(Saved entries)
· · · · · · ·
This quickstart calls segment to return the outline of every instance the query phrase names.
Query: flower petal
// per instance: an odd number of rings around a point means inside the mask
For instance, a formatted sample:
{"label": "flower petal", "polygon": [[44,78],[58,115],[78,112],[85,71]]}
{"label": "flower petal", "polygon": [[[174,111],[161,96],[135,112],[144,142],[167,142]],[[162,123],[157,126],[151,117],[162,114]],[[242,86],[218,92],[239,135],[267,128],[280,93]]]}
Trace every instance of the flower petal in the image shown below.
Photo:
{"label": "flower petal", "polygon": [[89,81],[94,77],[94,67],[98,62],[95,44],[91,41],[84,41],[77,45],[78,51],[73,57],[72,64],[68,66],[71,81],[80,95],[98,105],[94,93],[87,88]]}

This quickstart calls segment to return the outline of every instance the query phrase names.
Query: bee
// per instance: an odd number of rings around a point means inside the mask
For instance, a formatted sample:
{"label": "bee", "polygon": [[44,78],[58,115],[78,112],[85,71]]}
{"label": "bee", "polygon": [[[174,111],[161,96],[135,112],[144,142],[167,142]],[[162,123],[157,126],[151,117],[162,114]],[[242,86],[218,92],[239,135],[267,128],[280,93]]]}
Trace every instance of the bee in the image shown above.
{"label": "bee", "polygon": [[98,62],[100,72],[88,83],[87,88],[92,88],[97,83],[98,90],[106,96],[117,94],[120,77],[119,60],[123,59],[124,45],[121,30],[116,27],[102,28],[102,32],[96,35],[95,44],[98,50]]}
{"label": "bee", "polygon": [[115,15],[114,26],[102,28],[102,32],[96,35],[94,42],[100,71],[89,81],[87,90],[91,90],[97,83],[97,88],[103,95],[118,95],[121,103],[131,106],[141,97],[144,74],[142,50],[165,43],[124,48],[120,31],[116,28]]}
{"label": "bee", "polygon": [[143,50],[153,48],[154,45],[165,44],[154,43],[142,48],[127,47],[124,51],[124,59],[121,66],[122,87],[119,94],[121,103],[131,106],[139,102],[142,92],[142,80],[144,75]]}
· · · · · · ·
**ABOUT THIS EXERCISE:**
Output only the lines from the line that contains "Trace every instance of the bee" through the end of the entries, both included, exactly as they appear.

**ANSWER TO THIS PROBLEM:**
Trace every instance of the bee in the image shown above.
{"label": "bee", "polygon": [[98,62],[100,72],[88,83],[87,88],[92,88],[97,83],[98,90],[106,96],[117,94],[120,77],[119,60],[123,59],[124,45],[121,30],[116,27],[102,28],[102,32],[96,35],[95,44],[98,50]]}
{"label": "bee", "polygon": [[115,15],[114,26],[102,28],[102,32],[96,35],[94,42],[100,71],[89,81],[87,90],[91,90],[97,83],[97,88],[103,95],[118,95],[121,103],[131,106],[141,97],[144,74],[142,50],[165,43],[124,48],[120,31],[116,28]]}
{"label": "bee", "polygon": [[143,50],[153,48],[154,45],[165,44],[154,43],[142,48],[127,47],[124,51],[124,59],[121,66],[122,87],[119,94],[121,103],[131,106],[139,102],[142,92],[142,80],[144,75]]}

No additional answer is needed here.